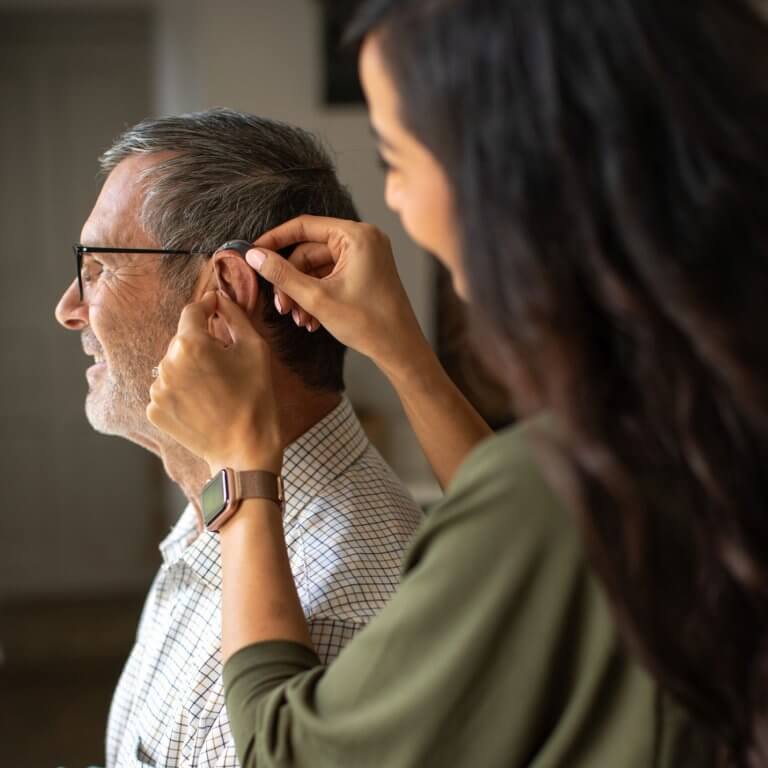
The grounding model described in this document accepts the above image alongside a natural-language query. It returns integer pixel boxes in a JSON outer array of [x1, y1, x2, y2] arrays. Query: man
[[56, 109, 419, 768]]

* * *

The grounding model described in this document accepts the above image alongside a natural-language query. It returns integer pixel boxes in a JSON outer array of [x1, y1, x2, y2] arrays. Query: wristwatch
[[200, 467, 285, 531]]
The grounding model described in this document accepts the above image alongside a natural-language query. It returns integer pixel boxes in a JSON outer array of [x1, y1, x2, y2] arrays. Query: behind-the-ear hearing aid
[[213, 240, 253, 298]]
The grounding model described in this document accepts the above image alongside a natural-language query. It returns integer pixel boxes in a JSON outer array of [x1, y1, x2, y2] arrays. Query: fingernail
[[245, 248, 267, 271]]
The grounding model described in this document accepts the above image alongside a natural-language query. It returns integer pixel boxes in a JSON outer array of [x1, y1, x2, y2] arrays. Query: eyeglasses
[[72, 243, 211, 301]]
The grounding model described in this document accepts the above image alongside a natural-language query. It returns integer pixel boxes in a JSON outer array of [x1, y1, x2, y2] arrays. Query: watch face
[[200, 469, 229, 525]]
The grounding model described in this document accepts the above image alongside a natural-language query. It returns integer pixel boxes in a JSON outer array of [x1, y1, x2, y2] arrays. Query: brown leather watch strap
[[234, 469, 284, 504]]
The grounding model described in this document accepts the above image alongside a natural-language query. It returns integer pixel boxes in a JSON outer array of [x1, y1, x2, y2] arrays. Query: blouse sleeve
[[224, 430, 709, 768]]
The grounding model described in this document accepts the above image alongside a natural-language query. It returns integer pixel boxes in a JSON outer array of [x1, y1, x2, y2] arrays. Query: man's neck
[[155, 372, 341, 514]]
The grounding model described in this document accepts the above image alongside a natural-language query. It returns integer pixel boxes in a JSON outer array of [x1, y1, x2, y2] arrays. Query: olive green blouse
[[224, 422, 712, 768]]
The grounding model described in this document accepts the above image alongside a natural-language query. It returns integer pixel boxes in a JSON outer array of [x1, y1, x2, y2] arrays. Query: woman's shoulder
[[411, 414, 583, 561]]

__Set exercise__.
Duplicate the items from the line that contains "leather watch strap" through the line that contains "[[411, 414, 583, 561]]", reproducing every line in that stretch unchanged.

__Response__.
The grounding model described in this document accepts the above image alongside a natural-language query. It returns integer pixel boxes in a JSON outer array of [x1, y1, x2, y2] arrays. Query: brown leather watch strap
[[234, 469, 284, 504]]
The grounding model described in this document accepts the above image alongside a natural-language query. It returns integer pixel boxes in a JSON outer array of [x1, y1, x2, y2] arrays. Query: blouse sleeve
[[224, 430, 709, 768]]
The grounding model described in this document accepts the above image alongside a natural-language query. It returns integer pixel boxes in a JSON outer array of [x1, y1, x2, y2] arrays. Query: man's neck
[[155, 372, 341, 514]]
The grounding model described in this document accepts the above image alongside a natural-language query. It returns integer pixel boxes in a JSON outer array of [x1, y1, x2, y2] arrays. Query: olive green blouse
[[224, 422, 712, 768]]
The grounding model described in this document accepts the above image alongside a natural-language query. It returns integer pixel boxes in a JSON outer array of [x1, y1, x2, y2] arrays. Query: woman's shoulder
[[411, 414, 583, 561]]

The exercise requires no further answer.